Rewrite every line of all the records below as a numbered list, skipping blank lines and leaving out the pictures.

_The records_
____
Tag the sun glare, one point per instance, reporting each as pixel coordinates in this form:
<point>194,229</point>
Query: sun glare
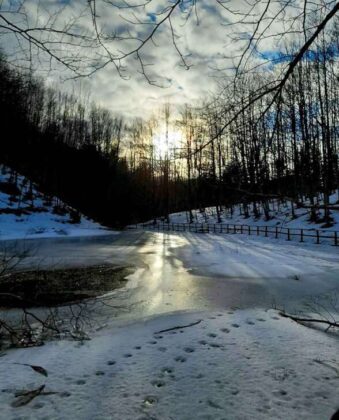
<point>164,144</point>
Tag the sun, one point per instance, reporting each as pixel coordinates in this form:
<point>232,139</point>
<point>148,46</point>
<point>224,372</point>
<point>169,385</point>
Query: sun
<point>166,143</point>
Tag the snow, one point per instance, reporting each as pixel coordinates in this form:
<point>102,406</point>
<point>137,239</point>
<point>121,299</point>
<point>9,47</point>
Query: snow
<point>280,213</point>
<point>240,364</point>
<point>39,221</point>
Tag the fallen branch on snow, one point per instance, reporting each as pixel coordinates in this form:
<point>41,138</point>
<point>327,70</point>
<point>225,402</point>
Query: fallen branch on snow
<point>330,324</point>
<point>179,327</point>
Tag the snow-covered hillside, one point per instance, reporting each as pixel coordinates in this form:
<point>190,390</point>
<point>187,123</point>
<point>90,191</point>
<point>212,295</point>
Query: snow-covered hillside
<point>280,215</point>
<point>235,364</point>
<point>27,213</point>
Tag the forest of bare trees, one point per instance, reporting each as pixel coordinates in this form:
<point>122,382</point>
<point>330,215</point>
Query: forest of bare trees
<point>267,134</point>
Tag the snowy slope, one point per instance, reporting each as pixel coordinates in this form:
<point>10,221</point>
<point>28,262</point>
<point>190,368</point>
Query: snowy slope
<point>241,364</point>
<point>280,213</point>
<point>27,213</point>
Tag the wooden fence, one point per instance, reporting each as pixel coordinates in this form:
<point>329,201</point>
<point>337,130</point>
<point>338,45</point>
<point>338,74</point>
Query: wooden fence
<point>319,236</point>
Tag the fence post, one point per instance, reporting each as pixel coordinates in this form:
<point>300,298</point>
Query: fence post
<point>301,235</point>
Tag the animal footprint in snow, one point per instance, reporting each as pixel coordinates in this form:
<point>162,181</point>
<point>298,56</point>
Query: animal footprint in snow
<point>158,384</point>
<point>80,382</point>
<point>149,401</point>
<point>167,371</point>
<point>100,373</point>
<point>180,359</point>
<point>225,330</point>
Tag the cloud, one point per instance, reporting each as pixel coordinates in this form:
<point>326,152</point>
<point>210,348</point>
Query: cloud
<point>208,36</point>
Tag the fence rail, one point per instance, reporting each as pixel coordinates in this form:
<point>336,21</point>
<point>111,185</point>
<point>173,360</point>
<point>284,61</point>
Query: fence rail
<point>277,232</point>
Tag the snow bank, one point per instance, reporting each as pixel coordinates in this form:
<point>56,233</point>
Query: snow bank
<point>242,364</point>
<point>281,216</point>
<point>27,213</point>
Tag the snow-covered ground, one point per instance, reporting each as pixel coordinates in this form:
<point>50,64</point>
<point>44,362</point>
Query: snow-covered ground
<point>241,361</point>
<point>241,364</point>
<point>281,216</point>
<point>29,214</point>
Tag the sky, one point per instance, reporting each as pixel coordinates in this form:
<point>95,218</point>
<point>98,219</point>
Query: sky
<point>185,61</point>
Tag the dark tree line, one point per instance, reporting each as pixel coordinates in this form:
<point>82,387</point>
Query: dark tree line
<point>239,147</point>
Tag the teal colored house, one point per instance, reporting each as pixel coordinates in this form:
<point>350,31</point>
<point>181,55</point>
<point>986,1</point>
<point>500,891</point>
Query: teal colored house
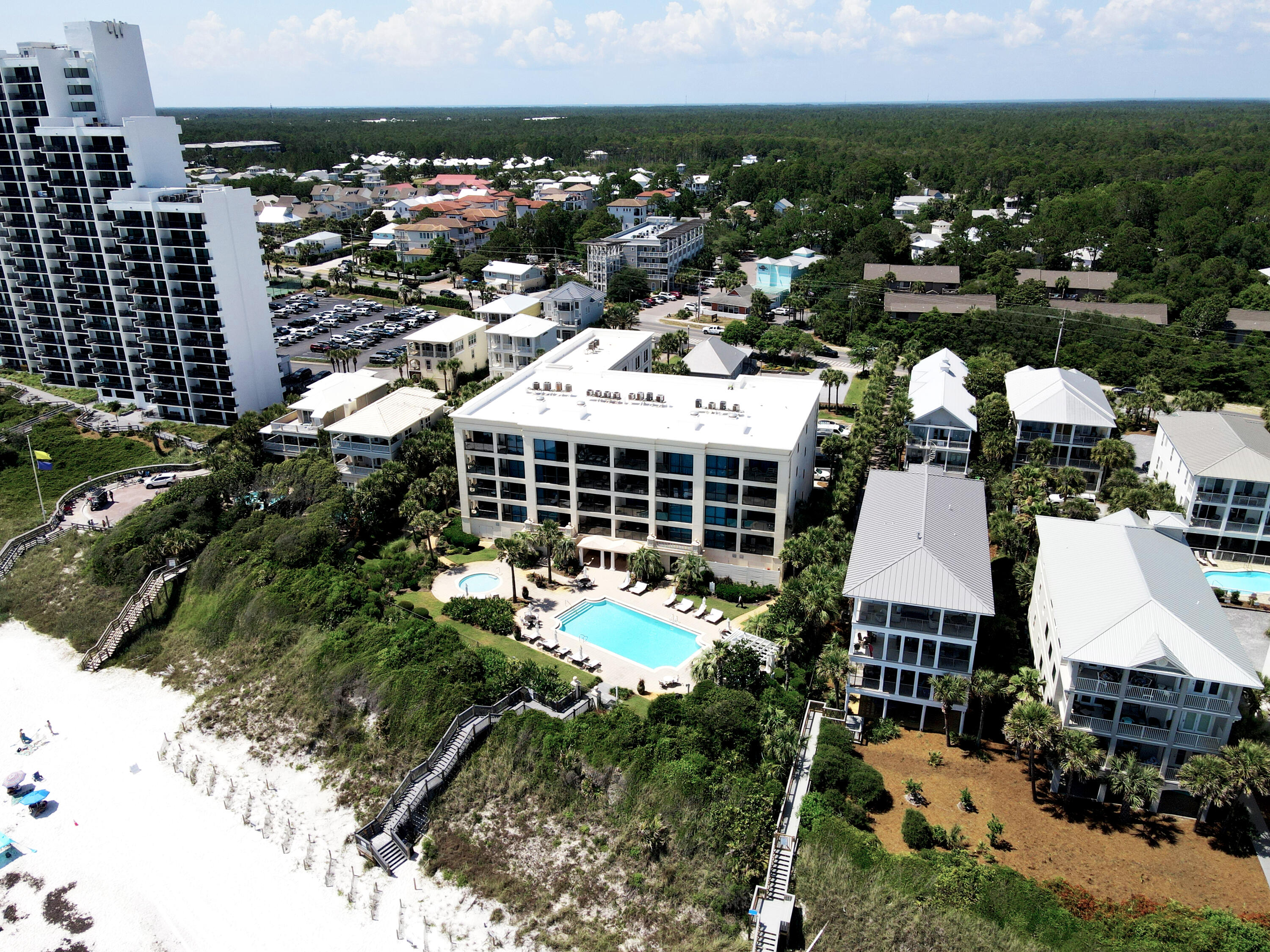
____
_Response to the exercise_
1. Tag the sun glare, one point per instance, reporting each as pixel coordinates in this form:
2. <point>194,229</point>
3. Query: sun glare
4. <point>164,144</point>
5. Tag the sun, one point per instance, reporting each as pixel coordinates in this form:
6. <point>232,139</point>
7. <point>148,46</point>
8. <point>224,372</point>
9. <point>169,385</point>
10. Query: sun
11. <point>166,143</point>
12. Tag the snow, one point per instance, reporting each as pixel coordinates in this form:
13. <point>102,406</point>
14. <point>137,239</point>
15. <point>121,299</point>
16. <point>9,47</point>
17. Query: snow
18. <point>280,213</point>
19. <point>240,364</point>
20. <point>39,221</point>
21. Tag the fallen branch on snow, one point per instance, reporting each as pixel coordinates in this form:
22. <point>41,138</point>
23. <point>327,70</point>
24. <point>225,402</point>
25. Query: fallen branch on snow
26. <point>330,324</point>
27. <point>179,327</point>
28. Tag the snow-covered hillside, one point per instance, reporting each as pixel coordinates in this form:
29. <point>190,390</point>
30. <point>187,123</point>
31. <point>90,191</point>
32. <point>212,295</point>
33. Query: snow-covered hillside
34. <point>280,215</point>
35. <point>235,364</point>
36. <point>27,213</point>
37. Tag the forest of bare trees, one point per instance, reporting each as pixel coordinates in this form:
38. <point>122,382</point>
39. <point>330,215</point>
40. Query: forest of bare trees
41. <point>267,134</point>
42. Tag the snowy slope, one point per instance, reporting each as pixel coordinates in this form:
43. <point>10,221</point>
44. <point>28,262</point>
45. <point>190,368</point>
46. Query: snowy slope
47. <point>241,364</point>
48. <point>280,213</point>
49. <point>27,213</point>
50. Tag the wooden fence, one point per instance, reporting each as pixel coordinates in this form:
51. <point>329,201</point>
52. <point>337,130</point>
53. <point>338,45</point>
54. <point>338,74</point>
55. Query: wooden fence
56. <point>319,236</point>
57. Tag the fence post, one point per instance, reporting each as pixel coordinates in this form:
58. <point>300,298</point>
59. Query: fence post
60. <point>301,235</point>
61. Tag the animal footprint in snow, one point per instance, reporting each as pixel coordinates in this form:
62. <point>162,181</point>
63. <point>298,56</point>
64. Query: animal footprint in snow
65. <point>158,384</point>
66. <point>80,382</point>
67. <point>149,401</point>
68. <point>167,371</point>
69. <point>100,373</point>
70. <point>180,359</point>
71. <point>225,330</point>
72. Tag the cloud, one point per instance, reporting each as pixel coordinates in this form:
73. <point>326,152</point>
74. <point>210,348</point>
75. Query: cloud
76. <point>208,36</point>
77. Tag the fence rail, one point per instance, reporting each as pixel coordinates in this form:
78. <point>336,21</point>
79. <point>111,185</point>
80. <point>173,360</point>
81. <point>284,61</point>
82. Query: fence rail
83. <point>277,232</point>
84. Tag the snow bank, one point per instance, reporting each as pixel coordinates in this form:
85. <point>56,233</point>
86. Query: snow bank
87. <point>242,364</point>
88. <point>281,216</point>
89. <point>27,213</point>
90. Tag the snow-covered ground, one point per instance, reporting each as pixel coordinates in this form:
91. <point>50,64</point>
92. <point>44,362</point>
93. Query: snow-covered ground
94. <point>241,361</point>
95. <point>241,364</point>
96. <point>281,216</point>
97. <point>29,214</point>
98. Tag the sky, one point per instance, reporting each as pixel coordinates in this form:
99. <point>95,218</point>
100. <point>98,219</point>
101. Query: sky
102. <point>185,61</point>
103. Tag the dark tree line, one point per instance, reporting each as pixel coordinates in this form:
104. <point>82,387</point>
105. Query: dark tree line
106. <point>239,147</point>
107. Tag the teal colored house, one point per instance, reporting each as pixel coordinates in this form:
108. <point>350,31</point>
109. <point>181,55</point>
110. <point>986,1</point>
111. <point>500,891</point>
112. Query: teal colored house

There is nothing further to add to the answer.